→ **Work to be completed**:
Each record below must be written out again in exactly the same form.

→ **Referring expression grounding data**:
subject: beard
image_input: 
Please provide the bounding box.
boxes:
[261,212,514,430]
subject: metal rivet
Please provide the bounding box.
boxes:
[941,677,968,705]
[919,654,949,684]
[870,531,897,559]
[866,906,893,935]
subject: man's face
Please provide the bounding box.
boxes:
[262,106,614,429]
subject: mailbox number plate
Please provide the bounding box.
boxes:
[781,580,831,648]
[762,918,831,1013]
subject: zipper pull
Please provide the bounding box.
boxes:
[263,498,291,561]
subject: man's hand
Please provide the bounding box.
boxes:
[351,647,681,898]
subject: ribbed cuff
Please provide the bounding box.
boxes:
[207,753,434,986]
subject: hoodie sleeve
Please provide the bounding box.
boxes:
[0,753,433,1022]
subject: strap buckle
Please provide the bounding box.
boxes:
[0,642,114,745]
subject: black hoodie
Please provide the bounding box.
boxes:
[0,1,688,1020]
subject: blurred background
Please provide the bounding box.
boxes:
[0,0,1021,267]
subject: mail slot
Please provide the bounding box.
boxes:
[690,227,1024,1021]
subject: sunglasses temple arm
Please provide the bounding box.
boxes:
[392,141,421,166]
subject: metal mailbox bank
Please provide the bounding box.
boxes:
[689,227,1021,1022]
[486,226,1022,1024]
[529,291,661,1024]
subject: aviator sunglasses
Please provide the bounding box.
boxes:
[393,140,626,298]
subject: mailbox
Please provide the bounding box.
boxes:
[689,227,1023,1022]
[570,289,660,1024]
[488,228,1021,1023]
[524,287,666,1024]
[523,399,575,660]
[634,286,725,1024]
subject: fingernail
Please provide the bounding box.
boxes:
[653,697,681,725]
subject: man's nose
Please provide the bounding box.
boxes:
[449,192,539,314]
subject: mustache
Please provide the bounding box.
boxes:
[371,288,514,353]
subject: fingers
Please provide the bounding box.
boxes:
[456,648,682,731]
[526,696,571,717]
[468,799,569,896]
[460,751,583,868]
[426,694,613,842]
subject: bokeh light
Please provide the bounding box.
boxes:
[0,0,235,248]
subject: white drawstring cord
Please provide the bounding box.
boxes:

→ **Written answer**:
subject: beard
image_input: 
Please provide the bounding box.
boxes:
[261,212,514,430]
subject: metal rivet
Please provide the bounding box.
boxes:
[941,677,968,705]
[919,654,949,684]
[870,531,897,559]
[866,906,893,935]
subject: man's face
Please provide the bounding box.
boxes:
[262,106,614,429]
subject: mailbox number plate
Please provide the bounding box.
boxes:
[781,580,831,648]
[762,918,831,1013]
subject: zipper pull
Please provide the bounding box.
boxes:
[263,498,291,561]
subject: man's hand
Please provide the bounding box.
boxes:
[351,647,681,898]
subject: ribbed cuff
Please provide the bounding box.
boxes:
[207,753,434,986]
subject: hoodie sleeve
Please provide the bounding box.
boxes:
[0,753,433,1022]
subject: strap buckle
Please provide the bounding box.
boxes:
[0,642,114,745]
subject: black hoodie
Please provide the bounding box.
boxes:
[0,1,688,1020]
subject: blurred background
Please provide the bounding box.
boxes:
[0,0,1021,267]
subject: mail slot
Please provide the bounding box.
boxes:
[690,227,1024,1021]
subject: sunglasses temple arm
Please provide the bounding box.
boxes:
[392,141,421,166]
subject: metal mailbox bank
Please provide the bounding box.
boxes:
[689,227,1021,1022]
[486,226,1022,1024]
[529,291,661,1024]
subject: aviator sunglasses
Please provide the bounding box.
boxes:
[393,140,626,298]
subject: mailbox
Please provide the bounding box.
boxes:
[689,227,1023,1022]
[570,289,660,1024]
[488,228,1021,1023]
[524,287,666,1024]
[523,399,575,660]
[634,286,725,1024]
subject: fingernail
Please provide the bounding box.
boxes:
[653,697,681,725]
subject: man's nose
Please provide the bounding box.
boxes:
[449,192,539,314]
subject: mustache
Please provide the bounding box.
boxes:
[371,288,514,353]
subject: fingers
Please provide the bounding box.
boxes:
[456,648,682,731]
[526,696,571,717]
[468,799,569,896]
[460,751,583,868]
[426,694,613,842]
subject: bokeh light
Please provide the bounding box.
boxes:
[0,0,235,248]
subject: white drawstring cord
Please provide the bounding box.
boxes:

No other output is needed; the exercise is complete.